■ Do this
Gather every line from the entries below that contains the word "gray" and copy each one out. Uppercase and lowercase count, so match the case.

■ Dataset records
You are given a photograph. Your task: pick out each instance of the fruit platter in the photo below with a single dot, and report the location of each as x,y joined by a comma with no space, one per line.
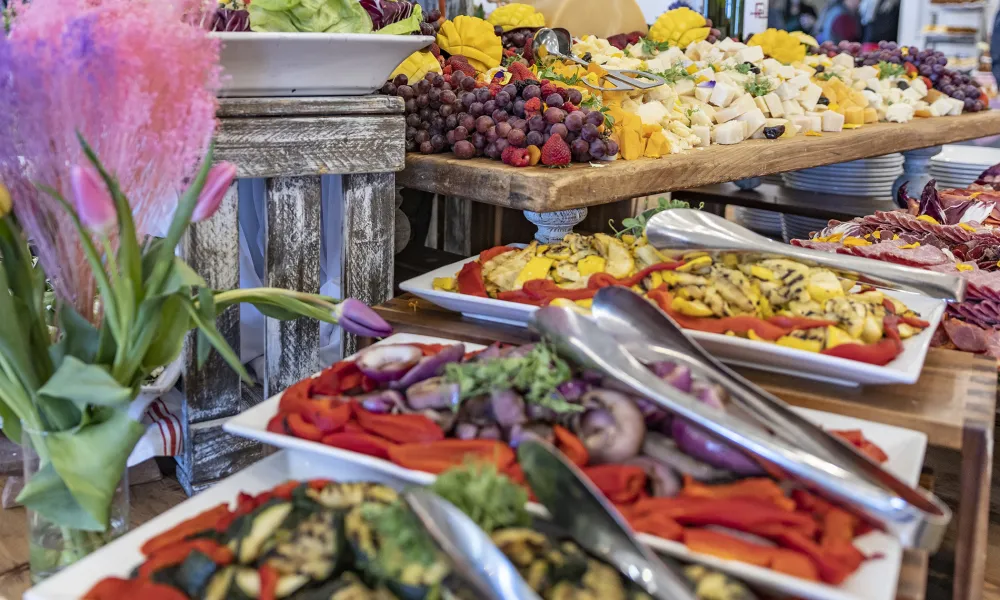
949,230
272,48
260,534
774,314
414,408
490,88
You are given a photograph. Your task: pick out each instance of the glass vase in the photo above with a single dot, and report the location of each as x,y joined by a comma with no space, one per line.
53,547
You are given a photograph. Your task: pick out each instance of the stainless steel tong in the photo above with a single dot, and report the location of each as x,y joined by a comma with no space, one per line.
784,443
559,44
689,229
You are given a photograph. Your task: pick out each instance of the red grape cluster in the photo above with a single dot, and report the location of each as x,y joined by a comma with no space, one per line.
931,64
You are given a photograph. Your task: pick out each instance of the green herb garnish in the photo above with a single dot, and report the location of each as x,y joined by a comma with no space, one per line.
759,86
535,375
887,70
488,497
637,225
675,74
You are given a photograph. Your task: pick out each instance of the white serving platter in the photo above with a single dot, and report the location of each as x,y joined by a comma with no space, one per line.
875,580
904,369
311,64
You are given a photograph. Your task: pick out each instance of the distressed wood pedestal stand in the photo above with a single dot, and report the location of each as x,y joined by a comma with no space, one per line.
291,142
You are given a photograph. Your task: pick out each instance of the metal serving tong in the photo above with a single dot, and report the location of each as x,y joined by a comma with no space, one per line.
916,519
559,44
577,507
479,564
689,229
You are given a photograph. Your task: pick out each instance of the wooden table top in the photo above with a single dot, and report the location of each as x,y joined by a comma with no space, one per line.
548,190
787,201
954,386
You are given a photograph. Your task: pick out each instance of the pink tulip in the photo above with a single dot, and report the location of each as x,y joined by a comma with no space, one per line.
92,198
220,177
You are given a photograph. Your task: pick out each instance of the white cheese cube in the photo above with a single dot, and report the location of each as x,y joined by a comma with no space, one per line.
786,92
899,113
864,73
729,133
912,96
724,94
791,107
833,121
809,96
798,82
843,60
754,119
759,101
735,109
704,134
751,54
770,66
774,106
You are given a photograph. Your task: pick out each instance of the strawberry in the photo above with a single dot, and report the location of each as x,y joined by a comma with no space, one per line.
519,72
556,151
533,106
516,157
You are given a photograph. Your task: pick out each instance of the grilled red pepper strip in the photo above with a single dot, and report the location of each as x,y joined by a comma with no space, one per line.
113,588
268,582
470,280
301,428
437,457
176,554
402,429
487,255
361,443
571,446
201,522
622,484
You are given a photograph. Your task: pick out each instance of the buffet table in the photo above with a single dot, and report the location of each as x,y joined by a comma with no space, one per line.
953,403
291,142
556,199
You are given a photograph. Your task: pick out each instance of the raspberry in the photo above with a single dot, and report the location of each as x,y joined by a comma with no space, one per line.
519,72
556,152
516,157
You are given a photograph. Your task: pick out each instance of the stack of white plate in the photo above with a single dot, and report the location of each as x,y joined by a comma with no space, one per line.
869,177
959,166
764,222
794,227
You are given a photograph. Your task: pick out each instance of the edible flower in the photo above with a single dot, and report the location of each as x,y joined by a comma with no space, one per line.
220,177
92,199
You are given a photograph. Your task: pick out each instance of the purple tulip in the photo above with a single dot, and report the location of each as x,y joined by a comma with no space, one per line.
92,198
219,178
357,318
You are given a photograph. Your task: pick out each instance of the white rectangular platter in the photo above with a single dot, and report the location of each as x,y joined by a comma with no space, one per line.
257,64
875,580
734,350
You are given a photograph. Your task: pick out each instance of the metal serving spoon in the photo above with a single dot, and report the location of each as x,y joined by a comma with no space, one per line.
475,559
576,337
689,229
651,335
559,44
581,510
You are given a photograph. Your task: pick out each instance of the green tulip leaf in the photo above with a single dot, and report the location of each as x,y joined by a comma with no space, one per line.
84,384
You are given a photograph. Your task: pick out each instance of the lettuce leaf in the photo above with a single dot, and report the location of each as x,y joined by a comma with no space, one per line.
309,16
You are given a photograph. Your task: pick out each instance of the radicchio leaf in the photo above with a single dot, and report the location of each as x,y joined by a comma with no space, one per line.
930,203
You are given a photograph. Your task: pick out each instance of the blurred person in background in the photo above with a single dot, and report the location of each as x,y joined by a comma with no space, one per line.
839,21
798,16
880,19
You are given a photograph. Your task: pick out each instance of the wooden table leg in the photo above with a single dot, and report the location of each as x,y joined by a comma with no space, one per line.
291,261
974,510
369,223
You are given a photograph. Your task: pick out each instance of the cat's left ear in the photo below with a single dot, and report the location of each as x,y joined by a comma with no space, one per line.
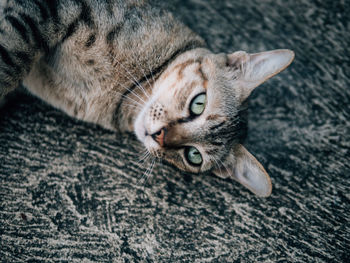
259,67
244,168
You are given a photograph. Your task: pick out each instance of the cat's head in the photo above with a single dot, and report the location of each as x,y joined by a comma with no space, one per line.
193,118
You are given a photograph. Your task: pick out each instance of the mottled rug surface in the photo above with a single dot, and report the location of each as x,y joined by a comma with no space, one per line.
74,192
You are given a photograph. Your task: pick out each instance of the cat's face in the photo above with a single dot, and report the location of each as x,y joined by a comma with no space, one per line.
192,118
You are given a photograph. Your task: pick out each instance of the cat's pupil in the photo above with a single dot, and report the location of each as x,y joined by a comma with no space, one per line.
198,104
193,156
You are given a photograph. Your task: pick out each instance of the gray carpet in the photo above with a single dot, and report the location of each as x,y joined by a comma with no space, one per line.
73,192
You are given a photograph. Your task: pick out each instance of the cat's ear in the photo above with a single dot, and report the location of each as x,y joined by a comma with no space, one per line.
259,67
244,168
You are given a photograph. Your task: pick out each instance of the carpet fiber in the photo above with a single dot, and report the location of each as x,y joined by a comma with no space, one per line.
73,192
---
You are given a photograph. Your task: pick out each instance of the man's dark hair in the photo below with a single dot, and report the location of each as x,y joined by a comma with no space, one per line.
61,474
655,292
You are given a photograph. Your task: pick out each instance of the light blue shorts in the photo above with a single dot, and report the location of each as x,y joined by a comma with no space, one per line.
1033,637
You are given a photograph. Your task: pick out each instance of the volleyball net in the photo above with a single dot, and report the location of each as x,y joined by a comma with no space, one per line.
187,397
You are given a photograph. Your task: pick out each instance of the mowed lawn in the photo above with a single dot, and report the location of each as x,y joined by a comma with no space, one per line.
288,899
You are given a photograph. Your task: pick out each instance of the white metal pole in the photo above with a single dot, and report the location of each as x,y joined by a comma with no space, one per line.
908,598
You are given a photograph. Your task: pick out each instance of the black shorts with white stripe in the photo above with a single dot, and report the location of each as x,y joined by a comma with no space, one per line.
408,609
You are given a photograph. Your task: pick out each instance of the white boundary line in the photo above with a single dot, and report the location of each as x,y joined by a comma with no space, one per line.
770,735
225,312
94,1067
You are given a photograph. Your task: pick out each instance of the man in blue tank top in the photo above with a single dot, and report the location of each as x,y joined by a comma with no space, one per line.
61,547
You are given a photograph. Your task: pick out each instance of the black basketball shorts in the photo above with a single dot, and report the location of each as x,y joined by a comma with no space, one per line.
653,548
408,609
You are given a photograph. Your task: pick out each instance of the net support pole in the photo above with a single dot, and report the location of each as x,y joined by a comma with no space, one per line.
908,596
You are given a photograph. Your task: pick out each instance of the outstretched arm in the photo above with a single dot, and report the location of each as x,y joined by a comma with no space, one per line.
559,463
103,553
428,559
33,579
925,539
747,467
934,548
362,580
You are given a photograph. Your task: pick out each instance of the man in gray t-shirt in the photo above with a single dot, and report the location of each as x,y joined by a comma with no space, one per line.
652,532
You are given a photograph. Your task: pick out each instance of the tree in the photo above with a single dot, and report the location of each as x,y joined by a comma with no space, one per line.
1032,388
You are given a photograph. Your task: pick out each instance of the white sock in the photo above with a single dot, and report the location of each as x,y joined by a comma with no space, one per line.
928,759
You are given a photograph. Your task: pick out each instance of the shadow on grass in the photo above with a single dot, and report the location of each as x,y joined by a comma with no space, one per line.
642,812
--
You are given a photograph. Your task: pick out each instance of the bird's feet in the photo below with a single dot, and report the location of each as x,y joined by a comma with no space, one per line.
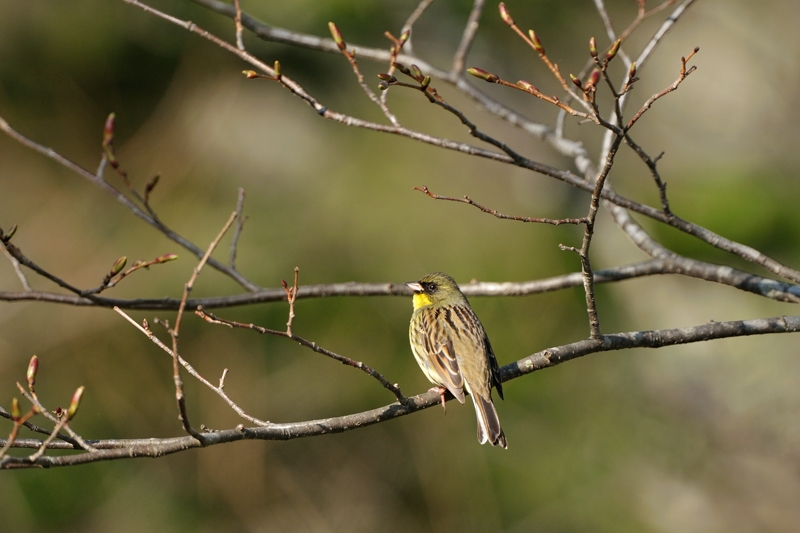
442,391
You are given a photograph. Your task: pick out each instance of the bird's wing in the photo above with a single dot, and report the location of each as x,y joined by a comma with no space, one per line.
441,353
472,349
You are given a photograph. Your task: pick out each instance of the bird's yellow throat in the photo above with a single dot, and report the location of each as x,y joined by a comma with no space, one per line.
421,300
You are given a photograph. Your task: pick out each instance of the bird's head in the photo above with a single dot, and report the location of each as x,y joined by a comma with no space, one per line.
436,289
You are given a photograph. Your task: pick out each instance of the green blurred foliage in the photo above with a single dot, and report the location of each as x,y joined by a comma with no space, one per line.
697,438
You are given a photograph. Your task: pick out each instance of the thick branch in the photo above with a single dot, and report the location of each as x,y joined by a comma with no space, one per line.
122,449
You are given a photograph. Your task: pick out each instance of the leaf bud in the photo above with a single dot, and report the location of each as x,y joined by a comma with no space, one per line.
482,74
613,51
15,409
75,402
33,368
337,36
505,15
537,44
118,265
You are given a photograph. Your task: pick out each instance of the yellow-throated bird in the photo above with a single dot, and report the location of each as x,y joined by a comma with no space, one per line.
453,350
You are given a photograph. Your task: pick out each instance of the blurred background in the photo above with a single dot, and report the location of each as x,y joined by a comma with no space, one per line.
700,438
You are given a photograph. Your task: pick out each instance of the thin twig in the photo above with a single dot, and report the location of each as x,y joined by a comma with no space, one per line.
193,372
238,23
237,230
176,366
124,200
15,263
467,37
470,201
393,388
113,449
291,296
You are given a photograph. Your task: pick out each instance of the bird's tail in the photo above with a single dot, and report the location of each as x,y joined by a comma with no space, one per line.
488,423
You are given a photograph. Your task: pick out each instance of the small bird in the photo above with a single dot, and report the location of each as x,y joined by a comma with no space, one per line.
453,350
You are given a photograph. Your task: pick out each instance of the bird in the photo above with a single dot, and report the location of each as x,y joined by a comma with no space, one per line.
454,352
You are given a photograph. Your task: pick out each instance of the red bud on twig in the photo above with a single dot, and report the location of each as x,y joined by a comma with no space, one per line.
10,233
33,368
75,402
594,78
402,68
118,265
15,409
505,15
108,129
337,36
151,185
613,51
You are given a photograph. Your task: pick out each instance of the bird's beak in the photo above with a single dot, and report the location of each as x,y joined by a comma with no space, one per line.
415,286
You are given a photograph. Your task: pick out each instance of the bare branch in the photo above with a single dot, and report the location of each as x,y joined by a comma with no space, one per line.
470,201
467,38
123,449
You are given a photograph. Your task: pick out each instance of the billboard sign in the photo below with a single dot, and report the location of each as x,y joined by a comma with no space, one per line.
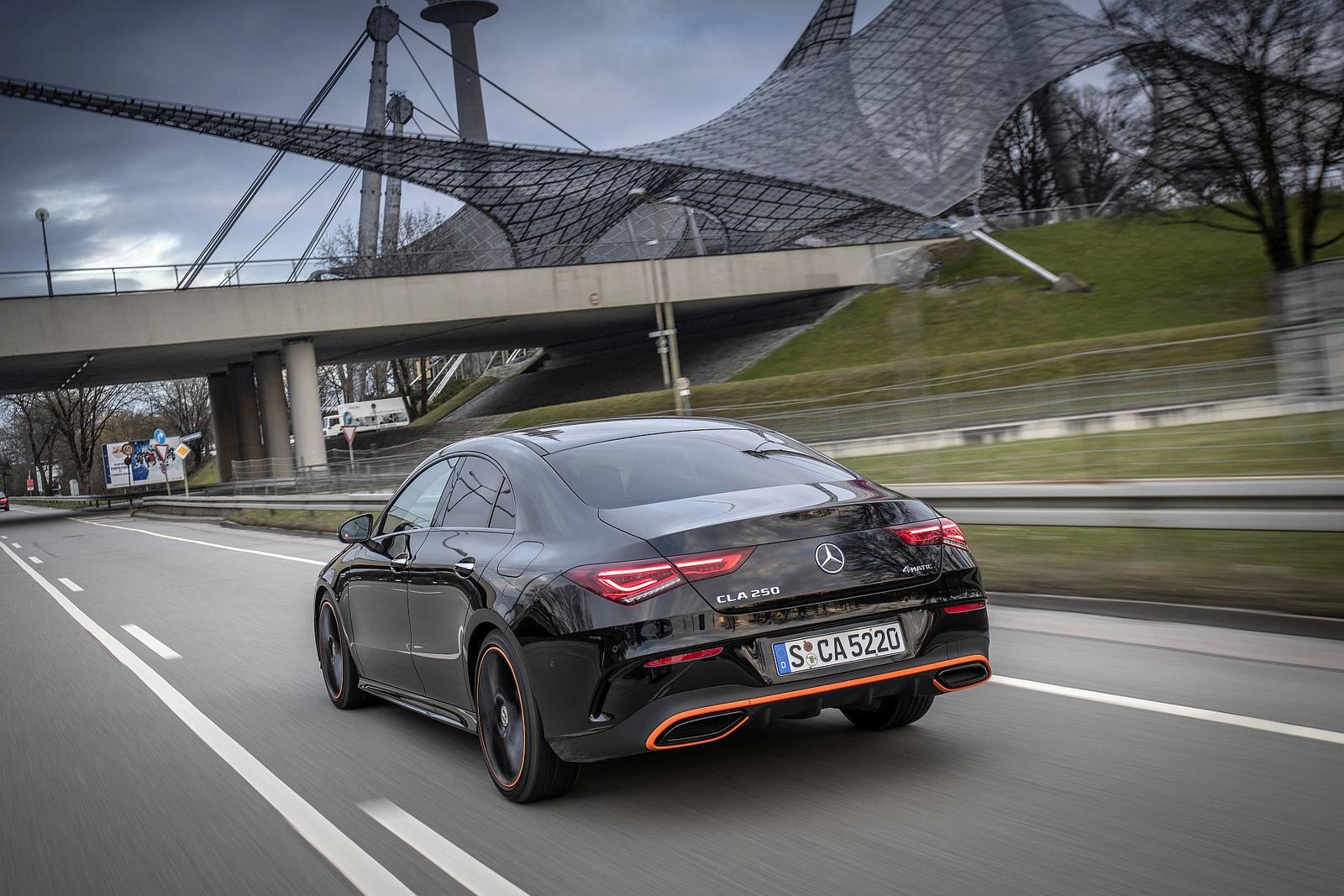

■ Written answer
You are given a photograph. Your task: pick out each instance of the gray carpet in the photo above with a single dot, and report the location of each as x,y joined by a comma with no space, one per line.
You are given a photograph. Your task: pick out each instance of the man in gray t-shirt in the photo above with a single dot, and report the location of each as x,y joined by a comma with no space, one per line.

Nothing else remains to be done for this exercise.